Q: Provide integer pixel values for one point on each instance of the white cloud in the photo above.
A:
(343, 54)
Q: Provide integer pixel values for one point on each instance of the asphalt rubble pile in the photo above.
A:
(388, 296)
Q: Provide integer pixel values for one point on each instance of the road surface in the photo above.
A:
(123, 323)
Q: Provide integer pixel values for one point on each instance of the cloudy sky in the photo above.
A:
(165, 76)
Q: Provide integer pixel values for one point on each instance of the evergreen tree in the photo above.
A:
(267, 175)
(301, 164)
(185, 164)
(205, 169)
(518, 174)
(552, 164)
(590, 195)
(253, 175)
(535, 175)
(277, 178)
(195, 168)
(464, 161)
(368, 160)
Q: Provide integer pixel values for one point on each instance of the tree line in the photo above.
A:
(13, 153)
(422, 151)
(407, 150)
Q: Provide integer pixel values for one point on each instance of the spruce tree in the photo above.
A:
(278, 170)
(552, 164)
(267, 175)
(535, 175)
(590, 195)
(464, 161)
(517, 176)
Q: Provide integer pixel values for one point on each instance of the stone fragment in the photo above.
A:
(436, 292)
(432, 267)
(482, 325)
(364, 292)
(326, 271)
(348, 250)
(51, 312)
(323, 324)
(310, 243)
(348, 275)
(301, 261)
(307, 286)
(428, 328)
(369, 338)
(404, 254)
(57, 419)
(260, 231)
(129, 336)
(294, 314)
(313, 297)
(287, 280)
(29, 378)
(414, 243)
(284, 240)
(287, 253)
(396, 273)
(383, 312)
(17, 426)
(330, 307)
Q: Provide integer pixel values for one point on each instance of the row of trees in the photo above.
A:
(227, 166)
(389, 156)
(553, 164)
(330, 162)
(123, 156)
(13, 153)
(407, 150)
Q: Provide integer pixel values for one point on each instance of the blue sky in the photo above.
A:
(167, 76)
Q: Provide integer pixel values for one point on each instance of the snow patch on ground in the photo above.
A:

* * * * *

ABOUT THIS EXERCISE
Each entry above should be written again exactly.

RESULT OF THIS TASK
Q: Provide integer pixel values for one point on each instance of the white cloud in the photo above.
A:
(343, 54)
Q: Provide integer pixel values for one point on each instance of the asphalt rubble pile in the photo above.
A:
(388, 296)
Q: Provide integer pixel values for one point on each instance of the road surface in the photo above.
A:
(123, 323)
Q: Provide integer pixel values for one point on each instance of the cloudy sky in the photo above.
A:
(165, 76)
Q: Provide integer pixel values for one point on each instance of the evergreen tree in the photo above.
A:
(267, 175)
(301, 164)
(185, 164)
(205, 169)
(518, 174)
(552, 164)
(590, 195)
(253, 175)
(535, 175)
(277, 178)
(195, 168)
(464, 161)
(368, 160)
Q: Provide integer pixel values for one point on each instance of the tree line in the photo above.
A:
(13, 153)
(422, 151)
(407, 150)
Q: Provide integer pixel values for one point on each instance of the spruce tree in the photo above.
A:
(278, 170)
(552, 164)
(267, 175)
(535, 175)
(590, 195)
(464, 161)
(517, 176)
Q: Provide integer pixel values for one point on each instance of the stone fragment in the photo above.
A:
(436, 292)
(432, 267)
(482, 325)
(364, 292)
(326, 271)
(348, 250)
(51, 312)
(323, 324)
(310, 243)
(348, 275)
(301, 261)
(307, 286)
(428, 328)
(369, 338)
(404, 254)
(57, 419)
(260, 231)
(129, 336)
(294, 314)
(313, 297)
(287, 280)
(29, 378)
(414, 243)
(284, 240)
(287, 253)
(396, 273)
(383, 312)
(17, 426)
(330, 307)
Q: Provide integer pixel values for one point on each instance of the row of trees in the photo above.
A:
(227, 166)
(389, 156)
(553, 164)
(330, 162)
(123, 156)
(13, 153)
(407, 150)
Q: Provide integer pixel values for one point on each instance of the blue sky in the photo above.
A:
(167, 76)
Q: Provide integer pixel values for one point on each instance of the snow patch on ground in the photo above.
A:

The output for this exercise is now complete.